**TASK INSTRUCTIONS**:
A – From the opening lines of the account of the walk to Khao Sam Rhoi Yod National Park, before "And me.", list each thing in the scenery that is named.
B – Proceed with the account of the walk to Khao Sam Rhoi Yod National Park, starting right after its last sentence.

**PAGE**:
A hundred miles of rice paddies, palm trees, water buffalo.  3000 limestone peaks.  And me.  Alone.  At 6:30 in the morning.  Walking down a deserted road in the back end of nowhere.  Wondering exactly what I've gotten myself into this time.
 
Mindful of my last visit to a national park in this country, I ask the 5:30am bus driver twice if Khao Sam Rhoi Yod National Park is in fact on the main highway.  He tells me in good English that it is - the headquarters are in the same place as the bus stop he says.  Perfect!  I happily pay my fare for the short ride up, looking forward to a morning on the move before my exit from this part of Thailand via train later in the day.  My guide book tells me the park is an excellent place for coastal hiking and that there are easily accessible caves to explore.  The day is mine.
 
And a good thing too, since it's not the headquarters where the bus stops but instead a makeshift map station.  Everyone there looks at me oddly and motions me down a back road behind the building when I ask about the park.  They stare long and hard as I set eagerly off, maps in hand, to explore the caves I have read about.  After half an hour without sight of another person I begin to understand why.  I have passed two signs telling me I am on the right road, so I continue blithely on.  Even after seeing one that looks suspiciously like a distance marker (surely that Thai scrawl couldn't have meant 26 kilometers?).  Enjoying my first view of the untouched countryside I had previously only imagined in dreams.  It is a peaceful morning, and breathtaking.  I walk and walk.

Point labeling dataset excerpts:

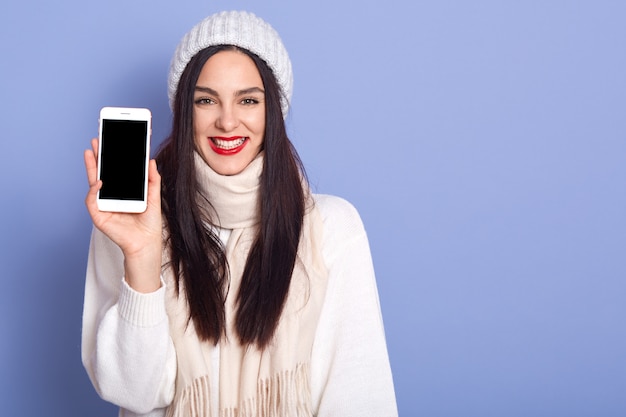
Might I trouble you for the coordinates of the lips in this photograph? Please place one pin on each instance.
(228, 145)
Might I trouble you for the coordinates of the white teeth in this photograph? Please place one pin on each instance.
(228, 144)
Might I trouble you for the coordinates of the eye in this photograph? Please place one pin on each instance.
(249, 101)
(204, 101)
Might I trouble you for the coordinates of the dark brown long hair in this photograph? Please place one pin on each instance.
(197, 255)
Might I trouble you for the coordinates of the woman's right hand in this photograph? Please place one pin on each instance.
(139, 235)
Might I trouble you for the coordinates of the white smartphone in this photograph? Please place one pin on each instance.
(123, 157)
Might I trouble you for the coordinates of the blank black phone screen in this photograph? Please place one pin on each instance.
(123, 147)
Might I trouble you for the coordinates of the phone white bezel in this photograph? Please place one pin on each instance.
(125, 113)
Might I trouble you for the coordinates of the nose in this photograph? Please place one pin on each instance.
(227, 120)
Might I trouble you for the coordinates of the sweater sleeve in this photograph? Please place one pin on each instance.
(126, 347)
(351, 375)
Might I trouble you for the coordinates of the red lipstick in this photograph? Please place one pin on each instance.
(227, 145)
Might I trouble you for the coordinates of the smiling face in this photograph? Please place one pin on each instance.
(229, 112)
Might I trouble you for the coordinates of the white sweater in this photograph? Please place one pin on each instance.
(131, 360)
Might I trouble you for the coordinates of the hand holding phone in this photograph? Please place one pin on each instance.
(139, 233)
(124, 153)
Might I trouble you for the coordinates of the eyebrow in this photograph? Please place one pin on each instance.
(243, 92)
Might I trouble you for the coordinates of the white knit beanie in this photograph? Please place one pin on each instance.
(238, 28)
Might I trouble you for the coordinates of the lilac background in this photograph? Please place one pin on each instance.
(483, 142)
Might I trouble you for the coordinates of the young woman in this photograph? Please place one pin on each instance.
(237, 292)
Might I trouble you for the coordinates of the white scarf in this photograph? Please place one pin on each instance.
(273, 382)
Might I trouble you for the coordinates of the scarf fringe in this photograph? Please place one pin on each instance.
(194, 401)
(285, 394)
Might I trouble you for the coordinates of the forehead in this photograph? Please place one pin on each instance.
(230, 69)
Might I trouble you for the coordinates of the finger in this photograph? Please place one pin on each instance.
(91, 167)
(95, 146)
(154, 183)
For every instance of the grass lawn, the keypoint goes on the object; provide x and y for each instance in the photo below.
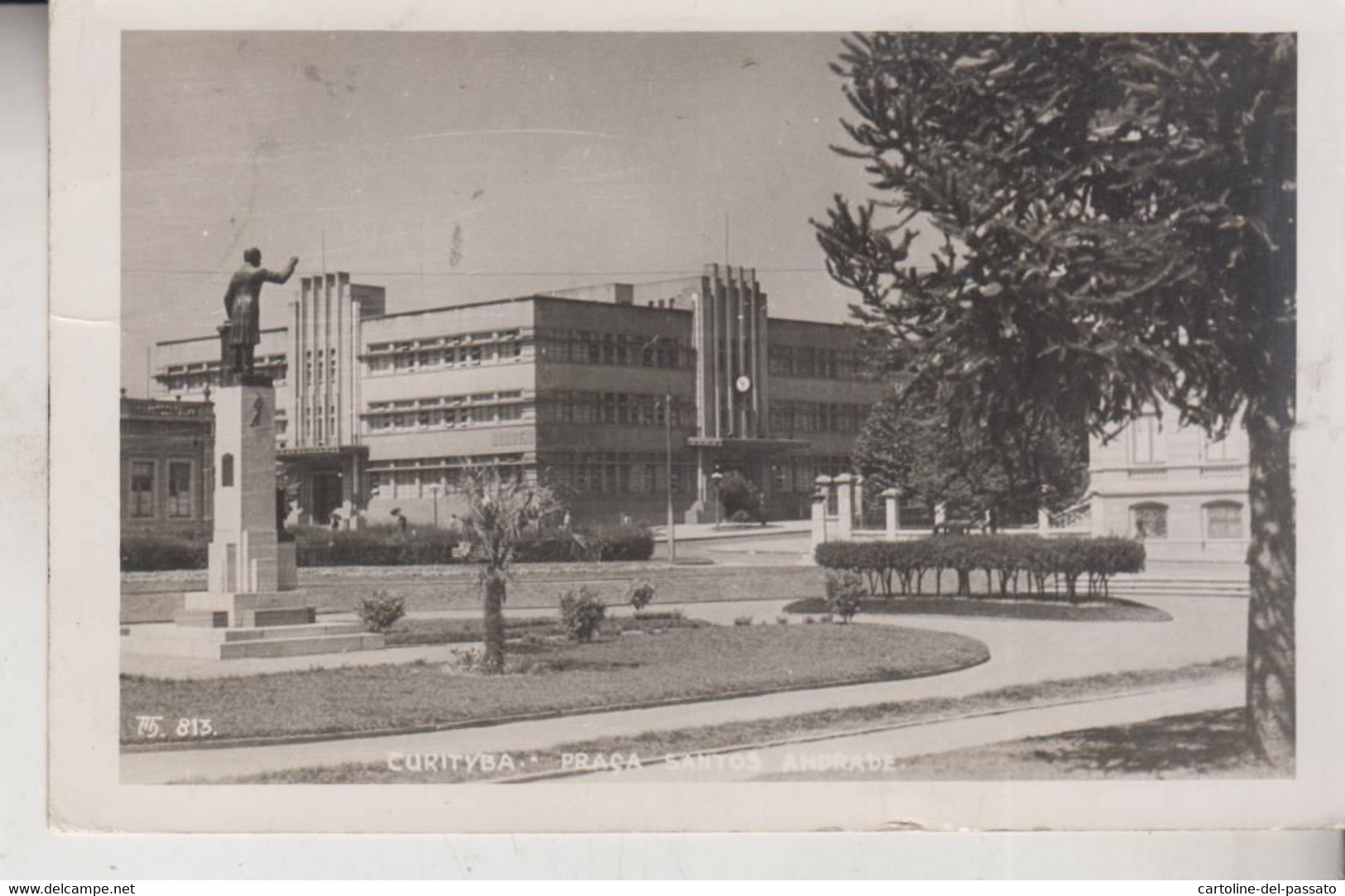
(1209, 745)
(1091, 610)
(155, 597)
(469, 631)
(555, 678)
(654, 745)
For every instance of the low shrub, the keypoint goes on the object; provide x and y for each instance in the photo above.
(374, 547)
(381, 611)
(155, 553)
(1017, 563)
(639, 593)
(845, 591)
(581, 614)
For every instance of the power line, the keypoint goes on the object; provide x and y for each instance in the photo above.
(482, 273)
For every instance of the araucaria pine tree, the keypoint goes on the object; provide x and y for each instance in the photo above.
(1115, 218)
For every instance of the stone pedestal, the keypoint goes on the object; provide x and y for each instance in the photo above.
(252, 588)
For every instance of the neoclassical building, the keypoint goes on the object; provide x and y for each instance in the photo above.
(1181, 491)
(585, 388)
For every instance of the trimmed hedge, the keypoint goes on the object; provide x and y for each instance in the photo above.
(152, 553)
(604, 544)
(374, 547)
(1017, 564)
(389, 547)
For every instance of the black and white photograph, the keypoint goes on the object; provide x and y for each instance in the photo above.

**EXPECTED ANSWERS**:
A – rice paddies, palm trees, water buffalo, limestone peaks

B –
Eventually a pick-up bumps along the dusty road beside me, stopping for my hasty map-waving.  The driver doesn't speak any English, but when I point to the park headquarters on the map he motions me into the box.  It is a long, long drive.  The farmland gives way to small but rugged mountains, hemming in the road.  The occasional sign lets me know we are still heading in the right direction.  Since we never see another vehicle I start to wonder how I am ever going to leave the park once I get there, but it's much too late now to stop.  When we come to the headquarters it is almost 7.  He lets me off, gives me a long, silent look, then spins his wheels in the dust back in the direction we came from.
 
There is a uniformed man waiting outside the office for the warden to arrive and unlock it.  I try to ask him some questions about the park, but he can't understand my English and doesn't seem anxious to communicate through body language.  Just as we are both getting thoroughly frustrated by the attempt, a sleek new car pulls up driven by a hip, young couple.  Who speak very good English.  The woman converses with the park man for a while then, turning to me, says the caves are very far and I'd better just go along with them.  So for the second time in half an hour, I climb into a strangers vehicle and set off into the unknown.